***** Provided material

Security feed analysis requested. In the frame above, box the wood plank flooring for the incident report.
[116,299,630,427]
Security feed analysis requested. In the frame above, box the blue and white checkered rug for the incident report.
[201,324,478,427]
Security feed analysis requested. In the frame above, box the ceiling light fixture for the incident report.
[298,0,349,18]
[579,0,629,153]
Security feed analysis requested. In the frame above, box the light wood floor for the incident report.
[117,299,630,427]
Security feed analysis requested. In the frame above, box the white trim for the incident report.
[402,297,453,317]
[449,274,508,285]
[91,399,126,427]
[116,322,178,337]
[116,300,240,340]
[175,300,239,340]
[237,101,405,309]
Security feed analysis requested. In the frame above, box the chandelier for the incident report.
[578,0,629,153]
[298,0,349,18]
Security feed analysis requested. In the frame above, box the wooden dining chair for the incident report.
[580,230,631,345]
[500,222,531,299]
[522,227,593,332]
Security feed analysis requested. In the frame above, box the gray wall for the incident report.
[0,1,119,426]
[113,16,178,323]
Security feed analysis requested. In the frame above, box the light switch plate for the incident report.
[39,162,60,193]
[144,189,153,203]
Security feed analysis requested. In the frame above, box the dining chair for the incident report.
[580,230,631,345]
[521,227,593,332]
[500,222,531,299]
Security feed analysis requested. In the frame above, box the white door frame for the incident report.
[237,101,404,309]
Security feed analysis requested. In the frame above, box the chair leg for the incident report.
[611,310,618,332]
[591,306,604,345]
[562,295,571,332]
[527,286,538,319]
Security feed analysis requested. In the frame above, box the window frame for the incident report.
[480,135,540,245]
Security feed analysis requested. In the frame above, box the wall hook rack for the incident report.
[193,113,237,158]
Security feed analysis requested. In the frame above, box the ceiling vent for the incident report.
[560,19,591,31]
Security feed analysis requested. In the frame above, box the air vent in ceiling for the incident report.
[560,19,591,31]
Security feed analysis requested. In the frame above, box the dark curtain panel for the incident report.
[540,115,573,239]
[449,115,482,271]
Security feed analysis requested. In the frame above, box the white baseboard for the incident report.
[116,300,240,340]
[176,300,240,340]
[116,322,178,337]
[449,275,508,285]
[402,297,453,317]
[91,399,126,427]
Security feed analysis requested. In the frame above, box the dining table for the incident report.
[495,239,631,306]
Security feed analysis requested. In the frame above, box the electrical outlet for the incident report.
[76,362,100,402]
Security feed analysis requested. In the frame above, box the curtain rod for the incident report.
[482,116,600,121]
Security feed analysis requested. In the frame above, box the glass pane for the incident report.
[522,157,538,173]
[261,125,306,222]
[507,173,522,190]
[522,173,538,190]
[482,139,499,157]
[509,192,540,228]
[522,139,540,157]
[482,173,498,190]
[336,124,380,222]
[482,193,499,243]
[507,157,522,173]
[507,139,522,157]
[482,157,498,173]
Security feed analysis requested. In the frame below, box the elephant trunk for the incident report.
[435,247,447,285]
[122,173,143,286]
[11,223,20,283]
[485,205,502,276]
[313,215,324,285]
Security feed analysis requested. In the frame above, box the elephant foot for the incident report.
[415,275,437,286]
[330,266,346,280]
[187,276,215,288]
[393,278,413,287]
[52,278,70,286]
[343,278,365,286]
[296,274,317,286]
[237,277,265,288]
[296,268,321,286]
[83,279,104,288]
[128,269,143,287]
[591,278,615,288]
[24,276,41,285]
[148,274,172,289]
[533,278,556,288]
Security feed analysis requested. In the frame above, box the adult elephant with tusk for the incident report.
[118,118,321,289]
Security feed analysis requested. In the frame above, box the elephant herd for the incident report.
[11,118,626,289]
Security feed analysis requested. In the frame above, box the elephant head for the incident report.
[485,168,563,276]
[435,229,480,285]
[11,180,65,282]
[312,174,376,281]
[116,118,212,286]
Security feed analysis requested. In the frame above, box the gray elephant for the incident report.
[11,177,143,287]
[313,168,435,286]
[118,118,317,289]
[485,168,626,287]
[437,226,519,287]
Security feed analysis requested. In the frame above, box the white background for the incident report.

**********

**Stated exercise**:
Output the records exactly, including every line.

**Reply**:
Security feed analysis requested. In the frame above, box the wood plank flooring for the incident report.
[116,299,630,427]
Security feed analysis requested. In the frame above, box the blue and white checkered rug for the incident report.
[201,324,478,427]
Security feed analysis requested. In the frame above, box the ceiling light fixture for the incident report.
[298,0,349,18]
[579,0,629,153]
Security feed analysis requested. In the frame above, box the light wood floor for the incident report.
[117,299,630,427]
Security feed analysis requested. In the frame above, box the white trim for the incident report.
[402,297,453,317]
[449,274,508,285]
[91,399,126,427]
[116,322,178,337]
[116,300,240,340]
[175,300,239,340]
[237,101,405,309]
Security feed analysis requested. In the frame above, box the chandelier for the incident report.
[578,0,629,153]
[298,0,349,18]
Security feed analysis requested. In the frame above, box the wooden dining chair for the incident report.
[580,230,631,345]
[500,222,531,299]
[522,227,593,332]
Security feed analysis requested. In the frame above, box the gray wall for the incident report.
[0,1,119,426]
[113,16,178,323]
Security feed analysis requested. In the frame above, box the light switch plate for the incident report.
[39,162,60,193]
[144,189,153,203]
Security feed analysis requested. In the frame above, box the dining chair for the incident report.
[580,230,631,345]
[521,227,593,332]
[500,222,531,299]
Security feed analysis requested. In the frame above, box the white door frame for the incident report.
[237,101,404,309]
Security feed analysis requested. In the frame above, box the chair leg for the incident report.
[611,310,618,332]
[591,306,604,345]
[562,295,571,332]
[527,286,538,319]
Security feed analysis requested. In the frame above, box the window frame for the incident report.
[480,135,540,245]
Security feed analysis requested. In the frame above, box the wall hook rack for the incident report.
[193,113,237,158]
Security feed analysis requested. In the frame above, box the ceiling vent for the incident report.
[560,19,591,31]
Security feed analysis requested. In the frame above, box the air vent in ceiling for the incident report.
[560,19,591,31]
Security feed analysis requested. In the frame above, box the dark curtain panel for the incident report.
[540,115,573,239]
[449,115,482,271]
Security feed analysis requested. In the frame above, box the white baseboard for the incident report.
[116,300,240,340]
[176,300,240,340]
[116,322,178,337]
[449,275,508,285]
[402,297,453,317]
[91,399,126,427]
Security feed analysis requested. In the frame above, box the dining table for the incident report.
[495,239,631,306]
Security feed analysis requested. In the frame above, box the electrical outlet for the incident report.
[76,362,100,402]
Security feed analysis requested. In the frame above, box the curtain rod for the incident report.
[482,116,600,121]
Security feed analysis requested. In the frame above, box the glass pane for the incident report.
[522,157,538,173]
[261,125,306,222]
[507,173,522,190]
[522,173,538,190]
[482,139,499,157]
[509,192,540,228]
[522,139,540,157]
[482,173,498,190]
[336,124,380,222]
[482,193,499,243]
[507,157,522,173]
[507,139,522,157]
[482,157,498,173]
Security feed analysis requested. In the frame below, box the elephant trunk for the incident report.
[435,247,447,285]
[122,173,143,286]
[11,223,20,283]
[485,205,502,276]
[313,215,324,285]
Security feed analysis requested. In the frame above, box the elephant foot for the incident report.
[415,275,437,286]
[330,266,346,280]
[187,276,215,288]
[393,278,413,287]
[52,278,70,286]
[343,278,365,286]
[296,274,317,286]
[237,277,265,288]
[296,268,321,286]
[83,279,104,288]
[128,269,143,287]
[591,278,615,288]
[24,276,41,285]
[148,274,172,289]
[533,278,556,288]
Security feed analysis requested. In the frame above, box the adult elephant with tusk for the incident report.
[118,118,321,289]
Security feed analysis requested. In the frame above, box the elephant herd for the incident report.
[11,118,626,289]
Security feed analysis requested. In the frame above, box the elephant head for the incident report.
[485,168,563,276]
[435,229,480,285]
[11,180,65,282]
[312,174,376,281]
[116,118,212,286]
Security feed analysis requested. In the frame above, box the gray elephant for the incident report.
[11,177,143,287]
[313,168,435,286]
[118,118,317,289]
[485,168,626,287]
[437,226,519,287]
Security feed analysis requested. In the frame above, box the white background for the incident report.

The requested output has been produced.